[Opening Selected text section]

Ideally, payer policy changes would be implemented during the coding stage to avoid unnecessary back and forth between the billing department and coding staff. However, this would likely add a significant administrative burden to coding staff, who are already stretched thin for resources.

That’s where automated coding technology comes in. Today, there are certain automated coding solutions that can make it much easier to implement payer policy changes during the coding stage of the revenue cycle without adding additional administrative burden to medical coders themselves. These solutions, which leverage artificial intelligence to assign medical codes to patient charts with no human intervention, use a rules-based approach to implement standard coding guidelines from CMS and AMA, as well as providers’ internal coding guidelines. This ensures that the codes assigned by these solutions are always compliant.

[Closing Selected text section]

Carry on the passage about handling payer policy changes during medical coding, starting after its last sentence. The rows have nothing to do with the text.

[Opening Entries provided section]

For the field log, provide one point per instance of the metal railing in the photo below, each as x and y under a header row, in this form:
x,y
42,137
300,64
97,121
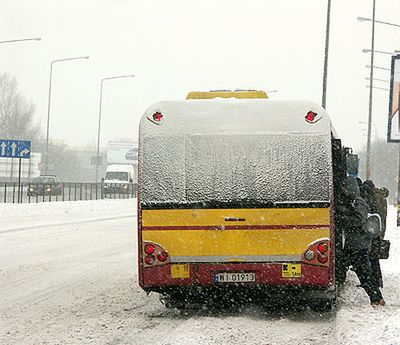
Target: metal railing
x,y
11,192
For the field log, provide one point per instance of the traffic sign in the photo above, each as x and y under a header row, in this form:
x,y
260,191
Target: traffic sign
x,y
15,148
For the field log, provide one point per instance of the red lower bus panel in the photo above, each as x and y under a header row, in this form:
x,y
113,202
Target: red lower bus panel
x,y
266,274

[Closing Entries provided section]

**Response**
Just as these solutions are configured to align with CMS and AMA guidelines, they can also be configured to include the latest payer policy changes related to coding or documentation. By leveraging automated coding technology that’s capable of such configuration, providers can ensure that their medical coding is compliant, mitigate the need for retrospective edits, and reduce the risk of coding or modifier-related lost revenue.

How to Get Started
It’s unlikely that payers will change the processes they employ to update their policies anytime soon. If anything, given how rapidly the health care landscape continues to evolve, these processes and policies will likely become more and more complex in the coming years.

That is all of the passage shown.